_Passage given_:
- - - - - - -

# Poll: A chaos roleplay.



## revan4559 (Aug 9, 2010)

For the last 2 weeks ive been really wanting to make a chaos roleplay set in the fantasy world. General plot line:

A group of marauders from Norsca are exiled from their village due to they feel the pull of chaos more strongly than the rest of their village and try to make their chieftan go with them but when he wouldnt they tried to stage a coup.(characters will be between 20-30 age wise). The marauders then head off on a journay to try and get to the Dark Lands, the home of the chaos dwarves to have Chaos Armour, Shields and weapons forged for them so they can ascend to become Chaos Warriors. Along the way there will be fighting to prove to the gods they are worthy of becoming chaos warriors by killing humans of the empire, dwarves, ogres, trolls, other chaos ect.

At the end of the roleplay they will become chaos warriors(of their chosen gods) and sets itself up for a sequal where they go on their way to become Chaos Chosen, then eventually Exalted Champions, a lose band of Chaos Lords, and then eventually daemon princes.

What do you think? Got the idea from Warhammer Online and latest Warriors of Chaos Book.

Reason im opening this as a poll is to see how much interest there is in it and also to ask if you think me running 5 roleplays is too much. I have been talking with quite afew of you over the day (High Seraph, Doelago, Jackinator, Lord Ramo ect, you know who you are) and most of them said go for it if im up for it. Im also mainly waiting to see what your opinion is on this DarkReever. IF you all want i can post up a general idea of a longer introduction for the roleplay so you understand more about it. But feel free to ask questions and choose an option on the poll.


----------



## Doelago (Nov 29, 2009)

You know my opinion, and I voted accordingly.


----------



## High_Seraph (Aug 28, 2009)

You know my thoughts. I say wait until one ends but if your really excited about it and feel up for it go ahead.


----------



## Lord Ramo (Apr 12, 2009)

as per what everyone else has said you also know my views on this. If you are positive your up to it then go for it, but it would seem more prudent to wait for one of your others to finish.


----------



## Jackinator (Nov 18, 2008)

You know my opinion and my vote is cast


----------



## Angel of Blood (Aug 18, 2010)

I'm of the same opinion. It sounds like a very good idea for a RP, one that i think i would be interested in, making my first foray into a chaos/evil(loose word) RP. And whilst i think you are a good GM and very capable, i think you might want to wait until another has finished first.


----------



## Bane_of_Kings (Oct 28, 2009)

I'm agreeing with the others on this one, I suggest you should finish one and then start this, although I might be joining this when it starts.


----------



## Euphrati (May 24, 2009)

Honestly, not until you have finished one of your other rp's. Not only do you risk burn out from trying to keep up with all 5, but you also risk letting the rp's you are already running slip to the back burner and becoming 'that guy who starts a new rp every month but never finishs any of them'.

- - - - - - -

_Data_:
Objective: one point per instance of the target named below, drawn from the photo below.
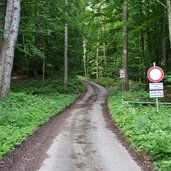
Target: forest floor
(82, 137)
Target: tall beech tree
(125, 43)
(11, 27)
(169, 16)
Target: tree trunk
(163, 43)
(104, 54)
(66, 51)
(84, 57)
(97, 61)
(10, 37)
(169, 17)
(125, 44)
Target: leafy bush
(147, 130)
(23, 111)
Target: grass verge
(30, 105)
(148, 131)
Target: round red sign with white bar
(155, 74)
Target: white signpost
(155, 74)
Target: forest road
(85, 143)
(78, 139)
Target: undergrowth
(30, 105)
(148, 131)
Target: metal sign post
(155, 74)
(122, 76)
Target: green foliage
(147, 130)
(28, 106)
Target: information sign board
(156, 94)
(156, 86)
(155, 74)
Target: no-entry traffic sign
(155, 74)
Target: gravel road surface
(85, 143)
(78, 139)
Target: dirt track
(79, 139)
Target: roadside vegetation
(148, 131)
(29, 105)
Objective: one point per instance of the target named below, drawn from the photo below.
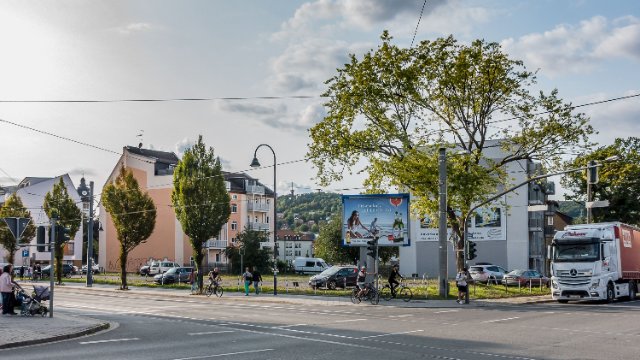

- - - - - - -

_Written exercise_: In the chaos roleplay thread, where do the marauders travel to have their Chaos Armour, shields, and weapons forged? The material comes from a separate source.

_The reply_: To the Dark Lands, the home of the chaos dwarves.